CONSIGNE: Extrayez de la liste ci-dessous chaque ligne où figure le mot « snout ».

________________________

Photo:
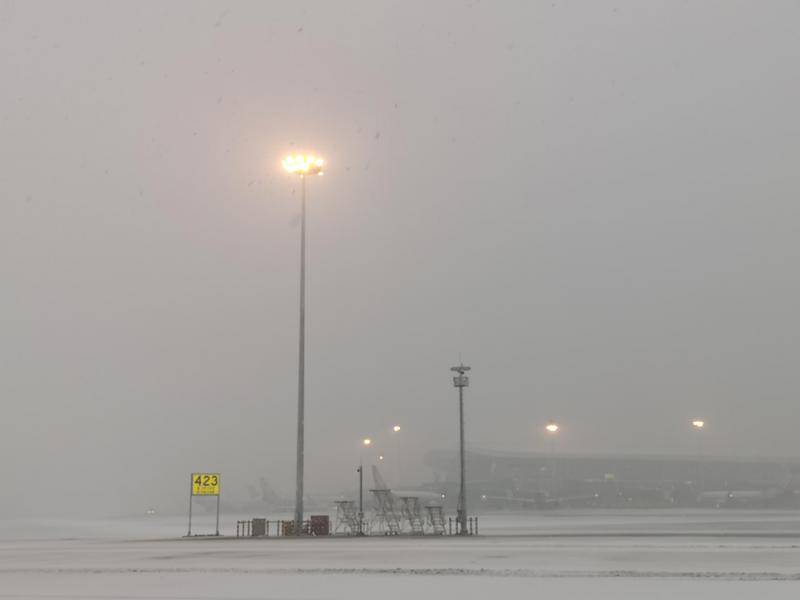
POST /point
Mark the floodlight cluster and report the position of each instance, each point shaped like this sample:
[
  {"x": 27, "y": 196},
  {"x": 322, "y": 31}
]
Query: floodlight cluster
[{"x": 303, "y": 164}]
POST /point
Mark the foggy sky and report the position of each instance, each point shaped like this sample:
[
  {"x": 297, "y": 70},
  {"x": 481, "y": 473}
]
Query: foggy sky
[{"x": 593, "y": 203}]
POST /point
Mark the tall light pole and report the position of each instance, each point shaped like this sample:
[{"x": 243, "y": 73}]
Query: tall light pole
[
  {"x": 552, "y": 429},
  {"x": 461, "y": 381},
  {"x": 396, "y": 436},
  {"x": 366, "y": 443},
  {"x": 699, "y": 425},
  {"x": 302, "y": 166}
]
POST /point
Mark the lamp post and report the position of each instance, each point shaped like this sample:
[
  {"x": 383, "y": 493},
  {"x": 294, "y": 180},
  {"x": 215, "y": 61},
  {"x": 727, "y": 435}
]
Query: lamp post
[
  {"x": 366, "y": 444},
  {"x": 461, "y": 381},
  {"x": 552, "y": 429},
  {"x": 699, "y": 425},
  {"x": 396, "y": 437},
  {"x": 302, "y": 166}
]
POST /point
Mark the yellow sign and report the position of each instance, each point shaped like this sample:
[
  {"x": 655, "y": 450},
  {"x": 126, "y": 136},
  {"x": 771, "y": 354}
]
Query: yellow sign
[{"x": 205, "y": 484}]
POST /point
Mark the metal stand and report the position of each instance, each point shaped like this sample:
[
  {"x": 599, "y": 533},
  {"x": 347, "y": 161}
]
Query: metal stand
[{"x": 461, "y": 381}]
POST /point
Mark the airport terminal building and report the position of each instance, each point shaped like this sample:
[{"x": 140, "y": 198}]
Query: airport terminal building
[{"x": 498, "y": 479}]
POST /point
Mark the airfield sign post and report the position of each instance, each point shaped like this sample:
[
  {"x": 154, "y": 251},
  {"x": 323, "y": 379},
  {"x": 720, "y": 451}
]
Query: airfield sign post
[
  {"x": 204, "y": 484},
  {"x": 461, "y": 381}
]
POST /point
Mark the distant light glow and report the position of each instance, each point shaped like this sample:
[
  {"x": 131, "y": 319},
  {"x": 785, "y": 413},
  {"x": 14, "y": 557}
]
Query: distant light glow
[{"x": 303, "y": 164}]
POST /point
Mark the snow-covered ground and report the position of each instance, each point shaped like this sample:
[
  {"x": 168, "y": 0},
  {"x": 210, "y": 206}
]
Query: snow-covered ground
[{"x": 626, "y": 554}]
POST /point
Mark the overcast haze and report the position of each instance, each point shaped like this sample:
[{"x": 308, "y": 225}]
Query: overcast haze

________________________

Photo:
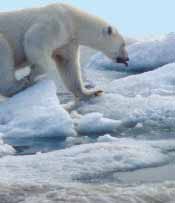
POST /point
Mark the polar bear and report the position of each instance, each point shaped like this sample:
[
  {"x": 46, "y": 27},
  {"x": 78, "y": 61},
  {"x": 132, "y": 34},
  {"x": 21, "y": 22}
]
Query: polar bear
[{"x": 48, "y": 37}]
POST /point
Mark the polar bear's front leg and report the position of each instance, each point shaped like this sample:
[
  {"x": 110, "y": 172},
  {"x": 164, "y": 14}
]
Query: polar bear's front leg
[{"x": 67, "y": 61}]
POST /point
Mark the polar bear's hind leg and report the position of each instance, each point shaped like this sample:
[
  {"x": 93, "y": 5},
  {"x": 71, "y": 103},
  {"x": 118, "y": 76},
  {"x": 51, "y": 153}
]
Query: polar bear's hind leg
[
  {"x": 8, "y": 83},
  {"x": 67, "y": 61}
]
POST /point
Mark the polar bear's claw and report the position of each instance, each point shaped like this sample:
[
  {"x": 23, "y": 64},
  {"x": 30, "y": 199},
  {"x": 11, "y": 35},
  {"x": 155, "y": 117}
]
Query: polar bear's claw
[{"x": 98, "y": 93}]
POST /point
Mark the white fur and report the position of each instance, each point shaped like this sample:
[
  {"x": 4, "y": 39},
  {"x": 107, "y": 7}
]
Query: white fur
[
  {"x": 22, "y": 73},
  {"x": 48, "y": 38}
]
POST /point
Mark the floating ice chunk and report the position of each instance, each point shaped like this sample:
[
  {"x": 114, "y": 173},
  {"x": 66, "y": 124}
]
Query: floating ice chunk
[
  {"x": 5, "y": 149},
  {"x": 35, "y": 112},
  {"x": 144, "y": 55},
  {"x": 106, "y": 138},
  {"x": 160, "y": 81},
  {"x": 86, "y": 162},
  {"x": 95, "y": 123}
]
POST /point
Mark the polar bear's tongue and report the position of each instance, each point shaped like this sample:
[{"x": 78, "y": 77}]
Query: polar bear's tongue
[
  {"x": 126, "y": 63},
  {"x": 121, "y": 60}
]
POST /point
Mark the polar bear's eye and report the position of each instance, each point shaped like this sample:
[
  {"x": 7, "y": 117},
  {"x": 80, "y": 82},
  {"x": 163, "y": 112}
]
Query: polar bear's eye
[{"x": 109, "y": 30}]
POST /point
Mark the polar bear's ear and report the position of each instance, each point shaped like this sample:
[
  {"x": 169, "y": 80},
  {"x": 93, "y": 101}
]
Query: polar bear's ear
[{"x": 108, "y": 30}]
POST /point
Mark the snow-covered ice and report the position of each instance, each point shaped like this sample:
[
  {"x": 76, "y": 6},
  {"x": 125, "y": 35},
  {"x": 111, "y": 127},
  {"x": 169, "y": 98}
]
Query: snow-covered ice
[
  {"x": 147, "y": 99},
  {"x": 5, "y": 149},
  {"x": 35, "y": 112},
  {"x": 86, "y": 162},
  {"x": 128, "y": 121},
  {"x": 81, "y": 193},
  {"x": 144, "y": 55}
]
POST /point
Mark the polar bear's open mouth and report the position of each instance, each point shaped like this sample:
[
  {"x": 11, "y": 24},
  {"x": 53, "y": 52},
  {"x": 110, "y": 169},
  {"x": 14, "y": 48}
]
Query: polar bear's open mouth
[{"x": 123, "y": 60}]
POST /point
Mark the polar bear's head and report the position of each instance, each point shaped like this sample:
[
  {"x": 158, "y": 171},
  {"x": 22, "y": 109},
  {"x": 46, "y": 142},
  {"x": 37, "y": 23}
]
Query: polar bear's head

________________________

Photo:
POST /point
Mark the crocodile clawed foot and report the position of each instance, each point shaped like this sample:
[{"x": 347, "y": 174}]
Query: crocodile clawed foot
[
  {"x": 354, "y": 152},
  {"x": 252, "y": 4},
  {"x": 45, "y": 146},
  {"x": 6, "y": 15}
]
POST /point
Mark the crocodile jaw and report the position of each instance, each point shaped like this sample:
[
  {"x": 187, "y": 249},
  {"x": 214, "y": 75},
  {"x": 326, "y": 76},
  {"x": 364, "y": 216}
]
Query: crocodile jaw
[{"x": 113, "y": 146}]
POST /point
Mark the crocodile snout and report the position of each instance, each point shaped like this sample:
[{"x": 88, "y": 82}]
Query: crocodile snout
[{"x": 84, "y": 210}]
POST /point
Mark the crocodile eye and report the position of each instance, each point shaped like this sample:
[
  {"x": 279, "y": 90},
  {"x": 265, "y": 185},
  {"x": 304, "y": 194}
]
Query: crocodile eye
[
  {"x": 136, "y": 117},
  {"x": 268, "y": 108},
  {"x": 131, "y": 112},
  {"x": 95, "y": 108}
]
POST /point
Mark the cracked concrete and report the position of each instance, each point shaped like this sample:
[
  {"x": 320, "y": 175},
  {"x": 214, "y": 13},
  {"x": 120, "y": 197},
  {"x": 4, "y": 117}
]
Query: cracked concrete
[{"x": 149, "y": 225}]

________________________

SOLUTION CI-DESSOUS:
Mark the crocodile snout and report the position of each instance, each point shaped like this sample:
Query: crocodile snout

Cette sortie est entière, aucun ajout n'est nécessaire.